### Data entries
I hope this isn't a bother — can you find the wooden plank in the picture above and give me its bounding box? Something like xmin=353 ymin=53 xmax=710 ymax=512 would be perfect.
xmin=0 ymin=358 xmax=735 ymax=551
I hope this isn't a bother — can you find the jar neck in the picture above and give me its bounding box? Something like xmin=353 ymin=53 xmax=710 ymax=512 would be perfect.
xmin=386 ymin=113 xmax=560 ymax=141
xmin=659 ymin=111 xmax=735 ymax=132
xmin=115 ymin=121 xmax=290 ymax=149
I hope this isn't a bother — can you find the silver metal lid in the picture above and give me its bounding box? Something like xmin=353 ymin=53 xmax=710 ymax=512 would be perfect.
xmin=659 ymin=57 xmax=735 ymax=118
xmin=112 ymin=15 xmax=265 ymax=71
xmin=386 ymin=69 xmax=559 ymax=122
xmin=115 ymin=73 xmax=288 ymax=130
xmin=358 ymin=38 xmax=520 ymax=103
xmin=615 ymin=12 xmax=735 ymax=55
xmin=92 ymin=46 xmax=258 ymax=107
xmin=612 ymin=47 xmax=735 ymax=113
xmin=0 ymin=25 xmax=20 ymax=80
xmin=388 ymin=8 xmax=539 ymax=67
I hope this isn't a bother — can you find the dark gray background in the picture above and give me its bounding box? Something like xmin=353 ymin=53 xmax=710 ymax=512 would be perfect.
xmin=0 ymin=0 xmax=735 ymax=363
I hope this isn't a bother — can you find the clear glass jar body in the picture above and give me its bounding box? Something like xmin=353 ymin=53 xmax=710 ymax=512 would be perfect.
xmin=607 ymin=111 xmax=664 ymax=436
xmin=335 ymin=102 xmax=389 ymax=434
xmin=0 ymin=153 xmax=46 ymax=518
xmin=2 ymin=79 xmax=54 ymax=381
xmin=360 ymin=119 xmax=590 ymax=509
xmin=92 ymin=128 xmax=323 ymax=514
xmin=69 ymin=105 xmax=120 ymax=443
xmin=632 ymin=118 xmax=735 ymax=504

### The exercise
Pick out every line above that contains the word "background", and copy each of those lines in full.

### Exercise answer
I hope this isn't a bother — can you find the dark gray background in the picture above and give me its bounding box? Something like xmin=353 ymin=53 xmax=710 ymax=512 would be perfect.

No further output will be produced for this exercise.